Instructions for the task: Exactly as written, give again the line with "In this exercise you will label the boulder" and all subsequent lines through the end of the records.

BEGIN Data listing

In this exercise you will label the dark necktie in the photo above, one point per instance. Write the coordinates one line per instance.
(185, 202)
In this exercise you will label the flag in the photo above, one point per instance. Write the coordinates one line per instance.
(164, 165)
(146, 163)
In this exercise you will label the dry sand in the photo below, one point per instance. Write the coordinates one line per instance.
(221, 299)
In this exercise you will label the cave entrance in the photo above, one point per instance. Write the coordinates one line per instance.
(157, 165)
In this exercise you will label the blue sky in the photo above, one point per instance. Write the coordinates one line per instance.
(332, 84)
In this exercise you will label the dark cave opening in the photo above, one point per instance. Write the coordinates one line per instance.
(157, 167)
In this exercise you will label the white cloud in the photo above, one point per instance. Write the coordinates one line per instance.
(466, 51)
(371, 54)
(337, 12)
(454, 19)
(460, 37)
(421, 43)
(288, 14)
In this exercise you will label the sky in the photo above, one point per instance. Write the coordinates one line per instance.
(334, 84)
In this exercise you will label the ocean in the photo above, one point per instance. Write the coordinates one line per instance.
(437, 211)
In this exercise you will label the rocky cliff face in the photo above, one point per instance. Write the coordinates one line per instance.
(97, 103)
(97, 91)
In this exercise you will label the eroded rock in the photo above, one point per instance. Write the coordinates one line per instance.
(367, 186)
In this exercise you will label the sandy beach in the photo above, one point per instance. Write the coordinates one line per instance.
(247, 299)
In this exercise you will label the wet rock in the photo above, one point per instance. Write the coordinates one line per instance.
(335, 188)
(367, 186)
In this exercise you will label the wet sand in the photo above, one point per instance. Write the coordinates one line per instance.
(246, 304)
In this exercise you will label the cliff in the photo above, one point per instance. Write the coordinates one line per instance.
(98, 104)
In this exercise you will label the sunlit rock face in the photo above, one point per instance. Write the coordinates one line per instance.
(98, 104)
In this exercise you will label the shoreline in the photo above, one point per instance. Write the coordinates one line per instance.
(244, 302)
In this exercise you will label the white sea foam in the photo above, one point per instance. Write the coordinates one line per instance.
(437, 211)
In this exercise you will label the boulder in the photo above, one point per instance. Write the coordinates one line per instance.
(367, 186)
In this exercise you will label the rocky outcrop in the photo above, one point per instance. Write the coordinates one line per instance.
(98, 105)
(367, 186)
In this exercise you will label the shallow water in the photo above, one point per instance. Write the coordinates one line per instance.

END Data listing

Solution to the exercise:
In this exercise you will label the boulder in the photo above, one point per instance. Write the coordinates one line per instance.
(367, 186)
In this exercise you will label the rocky outcrop in the photo above, one point per instance. Write the coordinates one line per instance.
(98, 105)
(367, 186)
In this exercise you will label the shallow water in the photo above, one point per instance. Write the coordinates one line per instance.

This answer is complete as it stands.